◆ What is being asked
Extract each line of the records below that contains the string "tree", treating uppercase and lowercase as different.

Location identification records

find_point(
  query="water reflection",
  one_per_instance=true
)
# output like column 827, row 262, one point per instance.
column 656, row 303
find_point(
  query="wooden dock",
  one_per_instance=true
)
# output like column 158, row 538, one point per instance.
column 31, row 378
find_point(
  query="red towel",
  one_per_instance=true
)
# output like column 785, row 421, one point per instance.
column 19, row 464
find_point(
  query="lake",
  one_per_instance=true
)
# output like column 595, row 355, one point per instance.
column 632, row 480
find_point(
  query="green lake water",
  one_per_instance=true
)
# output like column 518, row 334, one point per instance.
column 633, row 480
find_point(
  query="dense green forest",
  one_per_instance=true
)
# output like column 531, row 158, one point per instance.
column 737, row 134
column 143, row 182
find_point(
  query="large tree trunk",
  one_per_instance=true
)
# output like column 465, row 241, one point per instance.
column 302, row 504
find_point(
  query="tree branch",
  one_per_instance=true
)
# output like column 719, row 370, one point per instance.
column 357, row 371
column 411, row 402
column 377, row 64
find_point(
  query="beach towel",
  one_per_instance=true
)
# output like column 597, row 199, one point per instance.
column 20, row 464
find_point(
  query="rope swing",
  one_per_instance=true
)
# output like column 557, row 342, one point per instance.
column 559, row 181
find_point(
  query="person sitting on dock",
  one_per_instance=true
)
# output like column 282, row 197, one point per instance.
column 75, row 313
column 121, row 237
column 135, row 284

* * *

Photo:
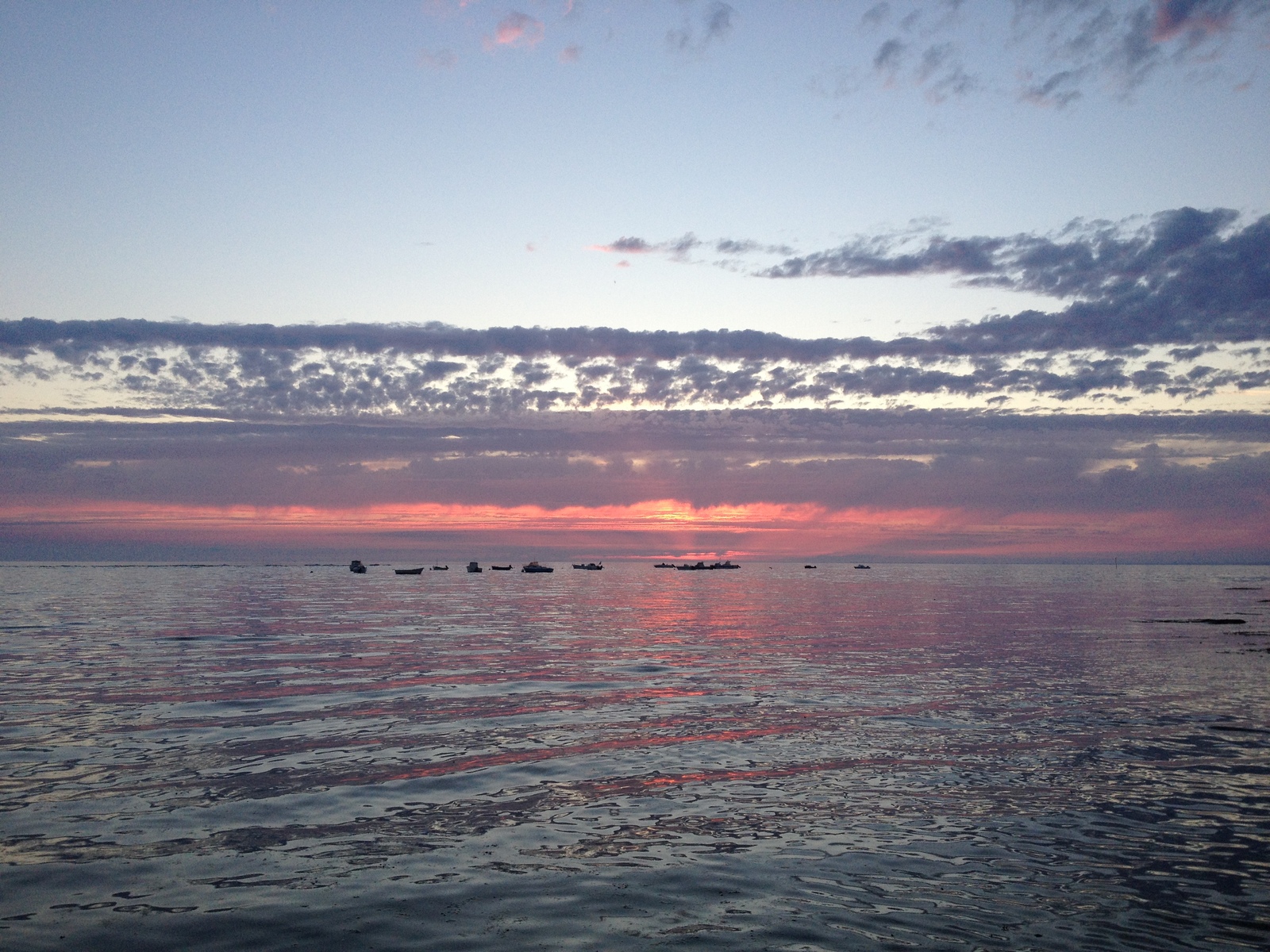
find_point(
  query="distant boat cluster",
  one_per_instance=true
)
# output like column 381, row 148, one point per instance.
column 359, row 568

◆ Response to this exercise
  query="large tree trunk",
  query="tree branch",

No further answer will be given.